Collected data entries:
* BEGIN *

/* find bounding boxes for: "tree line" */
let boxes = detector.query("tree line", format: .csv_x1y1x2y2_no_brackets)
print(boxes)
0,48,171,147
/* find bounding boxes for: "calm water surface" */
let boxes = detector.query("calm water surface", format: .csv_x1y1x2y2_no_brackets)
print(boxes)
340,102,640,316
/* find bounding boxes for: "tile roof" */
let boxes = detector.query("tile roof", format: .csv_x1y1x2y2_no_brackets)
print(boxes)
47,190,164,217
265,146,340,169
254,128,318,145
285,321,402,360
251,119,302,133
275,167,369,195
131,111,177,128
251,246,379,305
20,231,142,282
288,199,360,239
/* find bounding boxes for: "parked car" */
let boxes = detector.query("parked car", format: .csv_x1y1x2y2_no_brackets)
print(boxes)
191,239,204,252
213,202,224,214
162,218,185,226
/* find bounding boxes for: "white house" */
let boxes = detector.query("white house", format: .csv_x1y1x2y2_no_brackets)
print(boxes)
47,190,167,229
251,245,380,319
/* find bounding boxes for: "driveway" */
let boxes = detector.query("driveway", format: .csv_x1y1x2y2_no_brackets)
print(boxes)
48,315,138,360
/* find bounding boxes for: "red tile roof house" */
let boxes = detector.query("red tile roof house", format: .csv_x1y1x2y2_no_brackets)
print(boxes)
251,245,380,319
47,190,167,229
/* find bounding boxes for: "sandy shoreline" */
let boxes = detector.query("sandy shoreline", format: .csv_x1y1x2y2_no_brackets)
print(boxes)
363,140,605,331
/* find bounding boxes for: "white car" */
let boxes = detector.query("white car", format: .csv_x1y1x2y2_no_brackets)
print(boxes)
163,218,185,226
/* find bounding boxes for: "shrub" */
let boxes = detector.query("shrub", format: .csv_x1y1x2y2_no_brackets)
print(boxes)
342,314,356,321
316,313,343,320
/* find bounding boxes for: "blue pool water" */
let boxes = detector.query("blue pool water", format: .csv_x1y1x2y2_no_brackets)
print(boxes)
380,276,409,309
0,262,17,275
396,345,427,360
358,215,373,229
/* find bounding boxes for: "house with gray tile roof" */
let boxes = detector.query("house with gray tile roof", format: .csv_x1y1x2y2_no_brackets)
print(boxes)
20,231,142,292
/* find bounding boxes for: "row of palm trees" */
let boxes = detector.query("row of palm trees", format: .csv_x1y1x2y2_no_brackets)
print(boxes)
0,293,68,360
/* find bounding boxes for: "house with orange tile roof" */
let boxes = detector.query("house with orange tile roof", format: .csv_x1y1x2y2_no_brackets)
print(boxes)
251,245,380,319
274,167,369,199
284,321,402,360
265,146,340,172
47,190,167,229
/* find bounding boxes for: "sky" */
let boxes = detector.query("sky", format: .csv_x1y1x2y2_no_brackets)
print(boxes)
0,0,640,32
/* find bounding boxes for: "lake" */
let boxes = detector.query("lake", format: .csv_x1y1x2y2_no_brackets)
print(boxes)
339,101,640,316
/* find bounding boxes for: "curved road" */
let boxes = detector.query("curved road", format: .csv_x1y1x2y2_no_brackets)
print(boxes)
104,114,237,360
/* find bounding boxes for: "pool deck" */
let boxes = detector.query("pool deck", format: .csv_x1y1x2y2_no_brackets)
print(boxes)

* END *

◆ What this task involves: Filter the rows above, keeping every line that contains the word "blue".

◆ Written solution:
/* find bounding boxes for: "blue pool water" */
let boxes = detector.query("blue pool water", format: .csv_x1y1x2y2_no_brackets)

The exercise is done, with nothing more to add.